##### Supplied data #####
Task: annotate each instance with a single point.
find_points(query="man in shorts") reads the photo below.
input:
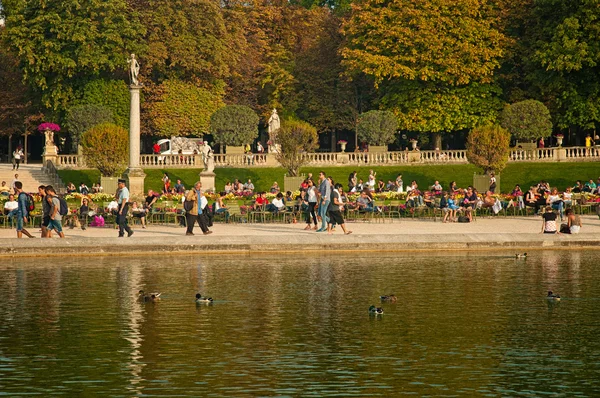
(22, 210)
(45, 211)
(55, 222)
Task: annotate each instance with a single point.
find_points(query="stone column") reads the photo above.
(134, 174)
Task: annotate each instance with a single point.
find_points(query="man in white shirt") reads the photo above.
(123, 202)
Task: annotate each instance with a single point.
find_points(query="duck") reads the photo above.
(390, 297)
(375, 310)
(200, 299)
(552, 296)
(145, 297)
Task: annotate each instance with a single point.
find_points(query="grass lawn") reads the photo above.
(560, 175)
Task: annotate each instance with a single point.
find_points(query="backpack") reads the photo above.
(30, 202)
(64, 207)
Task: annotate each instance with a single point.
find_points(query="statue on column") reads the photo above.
(274, 125)
(134, 70)
(208, 158)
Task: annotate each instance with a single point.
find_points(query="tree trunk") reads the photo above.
(437, 141)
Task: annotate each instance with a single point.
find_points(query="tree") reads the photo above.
(294, 138)
(428, 52)
(106, 148)
(177, 108)
(234, 125)
(81, 118)
(377, 127)
(527, 120)
(61, 45)
(108, 93)
(488, 147)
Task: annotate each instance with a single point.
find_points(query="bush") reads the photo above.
(527, 120)
(106, 148)
(488, 147)
(234, 125)
(295, 137)
(377, 127)
(81, 118)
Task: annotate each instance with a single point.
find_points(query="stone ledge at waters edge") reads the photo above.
(313, 243)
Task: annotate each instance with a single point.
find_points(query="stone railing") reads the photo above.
(560, 154)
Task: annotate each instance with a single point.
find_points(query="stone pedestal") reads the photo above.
(135, 181)
(134, 174)
(207, 178)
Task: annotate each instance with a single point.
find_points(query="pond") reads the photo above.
(463, 325)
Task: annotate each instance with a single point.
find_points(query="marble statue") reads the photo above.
(207, 158)
(274, 125)
(134, 70)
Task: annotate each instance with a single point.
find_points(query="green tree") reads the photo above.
(295, 137)
(234, 125)
(527, 120)
(81, 118)
(178, 108)
(431, 53)
(61, 45)
(377, 127)
(106, 148)
(488, 148)
(108, 93)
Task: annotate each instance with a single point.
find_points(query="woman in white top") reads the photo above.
(556, 202)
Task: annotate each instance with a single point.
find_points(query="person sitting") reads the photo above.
(249, 186)
(275, 188)
(364, 202)
(179, 188)
(277, 204)
(532, 199)
(11, 207)
(71, 188)
(549, 221)
(4, 189)
(138, 212)
(589, 186)
(220, 207)
(83, 189)
(555, 201)
(436, 188)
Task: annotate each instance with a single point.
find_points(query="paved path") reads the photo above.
(407, 234)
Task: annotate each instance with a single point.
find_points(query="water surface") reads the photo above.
(464, 325)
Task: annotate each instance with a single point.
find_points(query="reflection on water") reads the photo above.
(463, 325)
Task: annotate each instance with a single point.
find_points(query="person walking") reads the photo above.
(18, 155)
(22, 210)
(196, 214)
(55, 222)
(123, 202)
(324, 200)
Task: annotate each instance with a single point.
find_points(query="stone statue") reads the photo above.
(134, 70)
(207, 158)
(49, 138)
(274, 125)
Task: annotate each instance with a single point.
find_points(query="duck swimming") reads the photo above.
(552, 296)
(200, 299)
(375, 310)
(149, 296)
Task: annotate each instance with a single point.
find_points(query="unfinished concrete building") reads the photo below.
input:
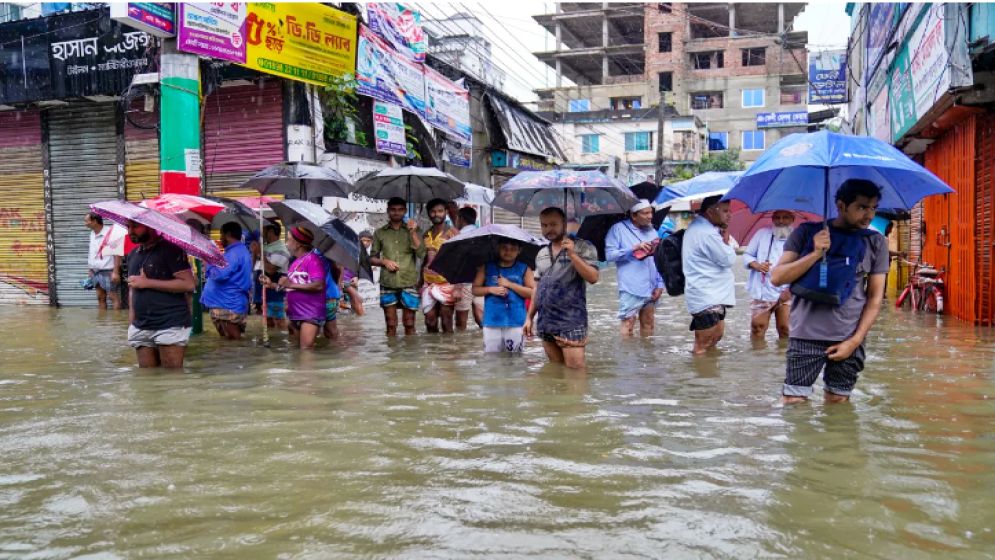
(739, 68)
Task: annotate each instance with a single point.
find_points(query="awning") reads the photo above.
(524, 132)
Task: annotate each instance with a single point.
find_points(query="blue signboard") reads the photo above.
(774, 120)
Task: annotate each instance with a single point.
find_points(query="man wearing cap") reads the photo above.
(630, 244)
(709, 283)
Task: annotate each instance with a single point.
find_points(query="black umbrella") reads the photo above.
(595, 228)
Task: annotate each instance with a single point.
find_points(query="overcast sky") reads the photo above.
(514, 35)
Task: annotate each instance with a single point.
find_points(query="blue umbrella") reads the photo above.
(706, 182)
(578, 193)
(803, 171)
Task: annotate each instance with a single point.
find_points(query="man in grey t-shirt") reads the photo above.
(826, 335)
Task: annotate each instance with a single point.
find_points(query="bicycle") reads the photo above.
(924, 291)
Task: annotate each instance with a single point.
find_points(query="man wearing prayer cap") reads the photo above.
(630, 245)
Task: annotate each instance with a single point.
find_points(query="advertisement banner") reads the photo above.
(448, 105)
(388, 128)
(214, 30)
(156, 18)
(382, 74)
(827, 77)
(307, 42)
(400, 27)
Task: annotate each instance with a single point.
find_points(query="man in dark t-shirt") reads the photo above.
(159, 279)
(832, 336)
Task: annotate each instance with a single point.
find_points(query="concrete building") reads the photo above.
(736, 67)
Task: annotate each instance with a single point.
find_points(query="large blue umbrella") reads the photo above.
(803, 171)
(706, 182)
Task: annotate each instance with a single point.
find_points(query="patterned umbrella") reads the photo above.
(174, 231)
(578, 193)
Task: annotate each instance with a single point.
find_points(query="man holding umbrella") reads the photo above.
(396, 246)
(629, 244)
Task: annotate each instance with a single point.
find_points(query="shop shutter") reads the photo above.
(243, 133)
(23, 259)
(82, 144)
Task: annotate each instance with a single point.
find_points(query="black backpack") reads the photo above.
(668, 262)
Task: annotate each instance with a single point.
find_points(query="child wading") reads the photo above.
(505, 285)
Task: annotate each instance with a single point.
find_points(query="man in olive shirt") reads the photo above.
(396, 246)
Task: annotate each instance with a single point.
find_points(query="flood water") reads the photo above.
(425, 448)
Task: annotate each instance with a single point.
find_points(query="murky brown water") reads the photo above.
(424, 448)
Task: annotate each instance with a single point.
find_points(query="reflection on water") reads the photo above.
(424, 447)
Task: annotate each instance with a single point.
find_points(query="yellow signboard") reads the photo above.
(307, 42)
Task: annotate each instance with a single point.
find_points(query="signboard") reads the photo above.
(827, 77)
(775, 120)
(307, 42)
(388, 128)
(400, 27)
(155, 18)
(383, 75)
(214, 30)
(448, 105)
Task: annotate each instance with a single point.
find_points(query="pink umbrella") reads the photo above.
(185, 207)
(744, 224)
(176, 232)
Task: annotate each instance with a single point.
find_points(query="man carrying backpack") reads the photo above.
(709, 282)
(837, 276)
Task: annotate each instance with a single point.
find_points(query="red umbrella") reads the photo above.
(185, 207)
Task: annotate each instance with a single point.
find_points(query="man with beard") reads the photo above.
(764, 250)
(565, 267)
(438, 296)
(228, 290)
(825, 336)
(709, 283)
(395, 248)
(630, 244)
(159, 279)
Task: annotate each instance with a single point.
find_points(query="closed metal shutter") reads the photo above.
(23, 259)
(82, 143)
(243, 133)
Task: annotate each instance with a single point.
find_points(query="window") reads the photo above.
(625, 103)
(755, 57)
(666, 81)
(590, 143)
(718, 141)
(638, 141)
(753, 98)
(706, 100)
(664, 42)
(753, 140)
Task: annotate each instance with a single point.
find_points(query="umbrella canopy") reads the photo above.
(459, 258)
(413, 184)
(578, 193)
(185, 207)
(804, 172)
(706, 182)
(176, 232)
(304, 180)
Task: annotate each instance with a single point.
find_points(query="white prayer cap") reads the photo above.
(641, 205)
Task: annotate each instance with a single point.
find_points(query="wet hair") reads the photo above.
(232, 230)
(433, 203)
(852, 188)
(554, 210)
(469, 215)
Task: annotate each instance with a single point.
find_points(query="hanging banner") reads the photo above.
(214, 30)
(827, 77)
(388, 127)
(382, 74)
(307, 42)
(400, 27)
(448, 105)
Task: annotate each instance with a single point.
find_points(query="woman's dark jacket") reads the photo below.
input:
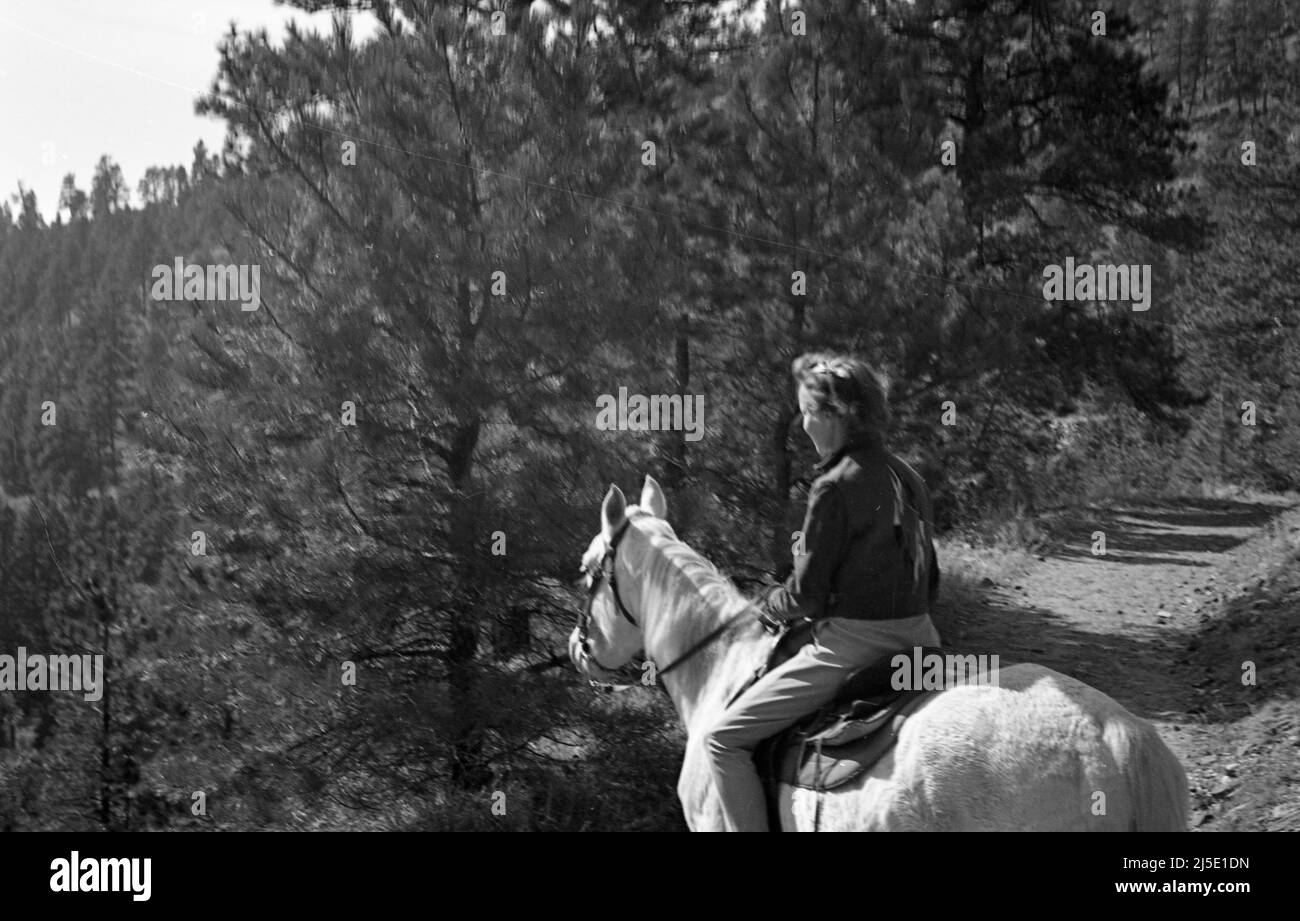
(869, 548)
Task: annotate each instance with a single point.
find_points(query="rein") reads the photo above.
(599, 574)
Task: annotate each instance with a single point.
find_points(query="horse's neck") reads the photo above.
(677, 617)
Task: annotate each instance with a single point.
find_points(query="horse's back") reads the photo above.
(1034, 749)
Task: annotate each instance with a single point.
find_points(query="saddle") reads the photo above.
(837, 743)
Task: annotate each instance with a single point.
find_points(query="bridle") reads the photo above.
(598, 574)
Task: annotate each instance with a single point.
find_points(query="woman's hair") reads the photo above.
(848, 387)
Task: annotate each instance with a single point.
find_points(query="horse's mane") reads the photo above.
(702, 596)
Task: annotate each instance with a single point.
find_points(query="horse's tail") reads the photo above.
(1157, 782)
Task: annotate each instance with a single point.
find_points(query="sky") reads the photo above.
(81, 78)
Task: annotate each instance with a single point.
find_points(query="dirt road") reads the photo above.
(1164, 623)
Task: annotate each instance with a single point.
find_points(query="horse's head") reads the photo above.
(610, 632)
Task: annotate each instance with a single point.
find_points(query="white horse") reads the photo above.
(1030, 751)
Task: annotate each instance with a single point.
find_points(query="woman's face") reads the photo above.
(826, 428)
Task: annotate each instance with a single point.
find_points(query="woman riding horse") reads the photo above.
(866, 575)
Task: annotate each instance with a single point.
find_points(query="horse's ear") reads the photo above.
(614, 510)
(653, 498)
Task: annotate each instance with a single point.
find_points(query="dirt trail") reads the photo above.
(1134, 622)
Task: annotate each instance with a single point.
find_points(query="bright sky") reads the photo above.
(81, 78)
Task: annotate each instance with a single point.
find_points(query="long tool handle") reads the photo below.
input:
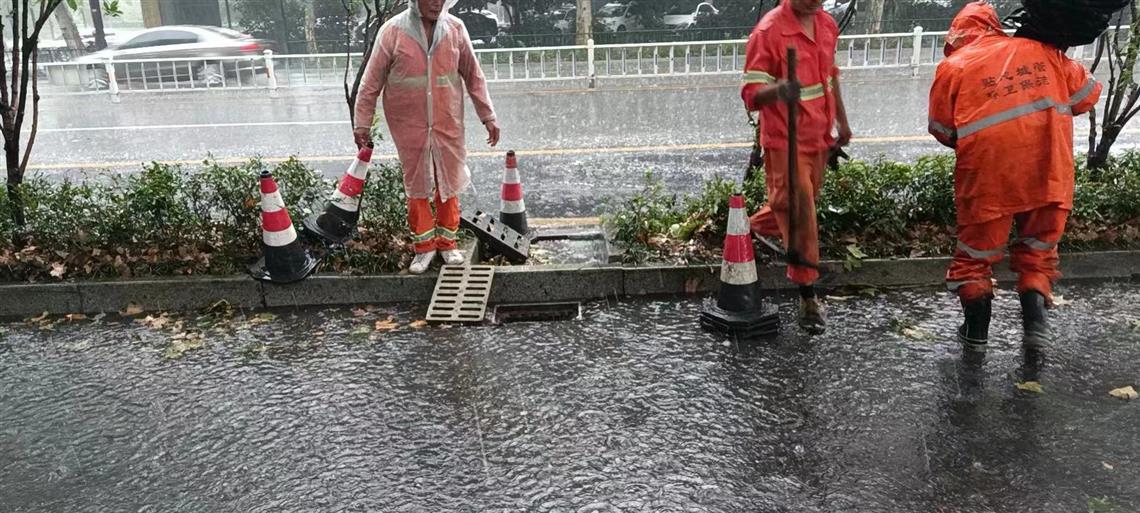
(794, 255)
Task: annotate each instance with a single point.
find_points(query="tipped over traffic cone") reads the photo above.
(739, 310)
(336, 222)
(285, 260)
(512, 209)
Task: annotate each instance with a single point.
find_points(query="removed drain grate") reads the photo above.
(498, 238)
(461, 294)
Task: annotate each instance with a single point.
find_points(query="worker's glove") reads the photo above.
(788, 90)
(835, 154)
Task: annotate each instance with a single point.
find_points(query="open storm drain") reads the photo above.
(461, 294)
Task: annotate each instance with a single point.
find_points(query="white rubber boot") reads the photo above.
(422, 262)
(454, 257)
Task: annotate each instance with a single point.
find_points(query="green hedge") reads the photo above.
(170, 220)
(882, 209)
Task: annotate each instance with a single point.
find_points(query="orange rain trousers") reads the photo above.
(433, 231)
(772, 220)
(1033, 253)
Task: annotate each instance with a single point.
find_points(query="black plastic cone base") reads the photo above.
(284, 265)
(334, 226)
(760, 323)
(516, 221)
(496, 238)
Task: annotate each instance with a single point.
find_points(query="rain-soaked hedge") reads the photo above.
(170, 220)
(876, 209)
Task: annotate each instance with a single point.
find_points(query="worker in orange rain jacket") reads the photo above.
(805, 25)
(1006, 105)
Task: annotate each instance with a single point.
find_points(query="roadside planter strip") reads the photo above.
(513, 285)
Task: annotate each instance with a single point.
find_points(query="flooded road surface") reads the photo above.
(630, 408)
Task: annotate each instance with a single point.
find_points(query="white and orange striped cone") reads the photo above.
(739, 310)
(512, 209)
(335, 225)
(285, 260)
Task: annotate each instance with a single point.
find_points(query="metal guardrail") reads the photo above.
(586, 63)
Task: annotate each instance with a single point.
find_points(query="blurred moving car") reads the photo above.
(684, 14)
(179, 42)
(617, 17)
(482, 25)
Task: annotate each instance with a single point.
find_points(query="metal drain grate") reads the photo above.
(461, 294)
(497, 237)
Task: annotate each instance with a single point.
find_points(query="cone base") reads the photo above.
(260, 273)
(763, 322)
(328, 228)
(516, 221)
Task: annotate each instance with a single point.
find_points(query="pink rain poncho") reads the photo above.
(423, 98)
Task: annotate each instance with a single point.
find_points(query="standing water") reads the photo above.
(633, 408)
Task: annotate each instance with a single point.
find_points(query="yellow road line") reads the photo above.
(538, 152)
(563, 221)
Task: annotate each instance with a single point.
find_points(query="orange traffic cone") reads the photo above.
(285, 260)
(512, 209)
(739, 310)
(336, 222)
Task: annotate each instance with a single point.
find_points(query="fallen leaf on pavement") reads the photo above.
(39, 319)
(262, 318)
(918, 333)
(1124, 392)
(360, 331)
(1031, 387)
(132, 309)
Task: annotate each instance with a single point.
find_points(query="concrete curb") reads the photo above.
(522, 284)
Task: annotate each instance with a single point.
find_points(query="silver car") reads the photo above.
(184, 45)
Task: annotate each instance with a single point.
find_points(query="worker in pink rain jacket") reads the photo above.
(421, 63)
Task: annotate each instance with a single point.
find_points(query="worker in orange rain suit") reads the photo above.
(1006, 105)
(422, 62)
(801, 24)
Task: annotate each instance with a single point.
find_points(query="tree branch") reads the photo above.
(35, 114)
(5, 102)
(17, 34)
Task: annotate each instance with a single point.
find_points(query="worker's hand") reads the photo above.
(788, 90)
(363, 137)
(491, 132)
(845, 135)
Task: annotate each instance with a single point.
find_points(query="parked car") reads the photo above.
(481, 24)
(684, 14)
(566, 18)
(178, 42)
(617, 17)
(837, 8)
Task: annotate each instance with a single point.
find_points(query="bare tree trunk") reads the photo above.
(310, 27)
(876, 13)
(376, 13)
(584, 23)
(67, 26)
(100, 38)
(27, 18)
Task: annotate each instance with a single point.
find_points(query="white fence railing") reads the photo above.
(576, 63)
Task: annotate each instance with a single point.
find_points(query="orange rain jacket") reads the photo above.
(1007, 105)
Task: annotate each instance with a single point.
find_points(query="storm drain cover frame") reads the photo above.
(462, 293)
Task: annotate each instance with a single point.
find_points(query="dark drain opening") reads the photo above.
(536, 312)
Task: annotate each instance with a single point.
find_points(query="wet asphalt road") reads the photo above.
(576, 146)
(630, 408)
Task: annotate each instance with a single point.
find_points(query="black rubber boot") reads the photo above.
(975, 332)
(1035, 320)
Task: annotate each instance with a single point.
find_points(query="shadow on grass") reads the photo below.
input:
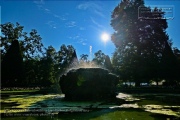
(56, 107)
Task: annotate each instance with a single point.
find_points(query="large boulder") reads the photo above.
(88, 84)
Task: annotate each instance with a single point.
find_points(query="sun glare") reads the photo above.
(105, 37)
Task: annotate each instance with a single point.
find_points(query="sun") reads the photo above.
(105, 37)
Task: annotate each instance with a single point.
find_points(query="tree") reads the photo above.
(140, 42)
(107, 63)
(12, 66)
(31, 45)
(99, 58)
(84, 58)
(65, 57)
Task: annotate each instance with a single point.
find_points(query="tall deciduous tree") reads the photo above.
(31, 45)
(140, 42)
(12, 66)
(99, 58)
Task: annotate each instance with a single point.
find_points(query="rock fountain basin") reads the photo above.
(89, 84)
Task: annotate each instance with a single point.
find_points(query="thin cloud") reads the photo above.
(60, 17)
(71, 24)
(51, 24)
(78, 39)
(82, 28)
(39, 2)
(82, 41)
(93, 7)
(96, 23)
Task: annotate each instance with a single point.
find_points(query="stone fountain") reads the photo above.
(88, 84)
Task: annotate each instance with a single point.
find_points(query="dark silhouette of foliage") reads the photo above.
(99, 58)
(84, 58)
(107, 63)
(141, 43)
(12, 66)
(31, 45)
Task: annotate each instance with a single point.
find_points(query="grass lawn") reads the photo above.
(126, 106)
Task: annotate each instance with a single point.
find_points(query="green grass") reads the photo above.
(150, 107)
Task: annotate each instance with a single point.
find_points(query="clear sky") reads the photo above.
(79, 23)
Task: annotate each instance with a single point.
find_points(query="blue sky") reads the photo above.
(79, 23)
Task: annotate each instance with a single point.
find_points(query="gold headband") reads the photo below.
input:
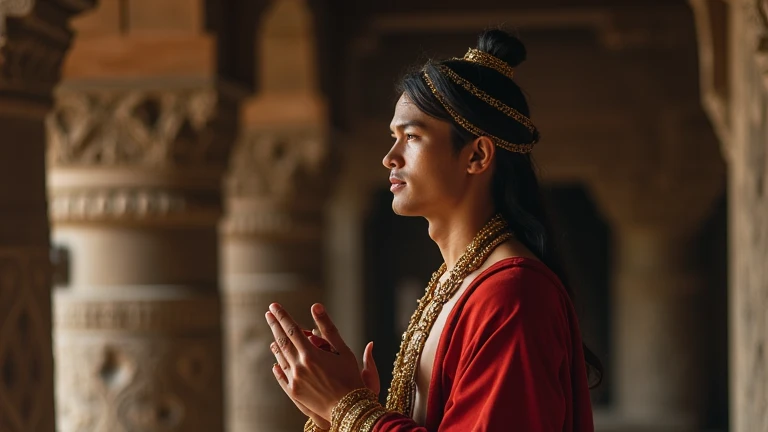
(506, 145)
(490, 100)
(484, 59)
#####
Exercise →
A single number is the whole answer: how many lines of the records contain the word "below".

Answer for the task →
6